The problem: Copy out all of the material below with every "dirt path" changed to "gravel road" and nothing else altered. Leave the pictures out of your answer.

(A run of records)
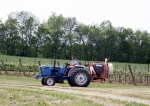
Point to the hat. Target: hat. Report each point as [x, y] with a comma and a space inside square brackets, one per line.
[73, 57]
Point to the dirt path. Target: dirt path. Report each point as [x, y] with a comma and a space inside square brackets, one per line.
[98, 94]
[93, 93]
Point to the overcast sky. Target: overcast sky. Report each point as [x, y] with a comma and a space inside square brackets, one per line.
[133, 14]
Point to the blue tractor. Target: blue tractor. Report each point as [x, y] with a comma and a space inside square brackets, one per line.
[75, 75]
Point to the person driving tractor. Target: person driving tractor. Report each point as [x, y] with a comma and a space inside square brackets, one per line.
[74, 61]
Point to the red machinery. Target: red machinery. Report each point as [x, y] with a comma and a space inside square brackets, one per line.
[100, 70]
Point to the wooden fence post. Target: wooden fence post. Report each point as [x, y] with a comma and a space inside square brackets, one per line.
[133, 78]
[22, 67]
[4, 67]
[147, 75]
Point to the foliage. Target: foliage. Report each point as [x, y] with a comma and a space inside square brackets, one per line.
[61, 37]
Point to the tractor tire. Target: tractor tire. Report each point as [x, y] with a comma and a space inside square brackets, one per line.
[42, 81]
[80, 78]
[50, 81]
[70, 83]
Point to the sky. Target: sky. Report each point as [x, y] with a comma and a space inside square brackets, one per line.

Finished task:
Point to the hat. Target: hat. Report each point as [x, y] with a comma and a space inside square brackets, one per line.
[73, 57]
Point to the gravel road. Target: gravel road. Report each point as [x, y] with a comma and a space inside square brackets, one per line.
[98, 94]
[93, 93]
Point to the overcast sky. Target: overcast sky. Report each point as [x, y] with a comma and a space inside square brackets, one per line.
[133, 14]
Point to the blue tractor. Target: blue tractor. Report each point as [x, y] with a comma and a space inside square brackets, one per line.
[75, 75]
Point to the person driving tractor. Target: person driving tractor. Report each point as [x, y] with a comma and a space inside square brackets, one per line.
[74, 61]
Point to the red machinery. Target: red machinery. Report each point as [x, y] with a comma and a space inside square brackets, one per line.
[100, 70]
Point to the wooden fence post. Target: wooden fence post. Report each point as [x, y] with a comma and a space inside square brackets, one per line.
[133, 78]
[22, 67]
[4, 67]
[147, 75]
Point to the foliage. Target: foliage. Report each point as [x, y] with a comma and a space inside square brackets, one per line.
[61, 37]
Point to the tractor tire. Target: tractor tire. Report each point as [x, y] with a comma and a space inside square brackets, one per line.
[42, 81]
[80, 78]
[50, 81]
[70, 83]
Point to the sky. Target: sky. Report each point as [x, y] with a comma and a space inside square brackets, one per line.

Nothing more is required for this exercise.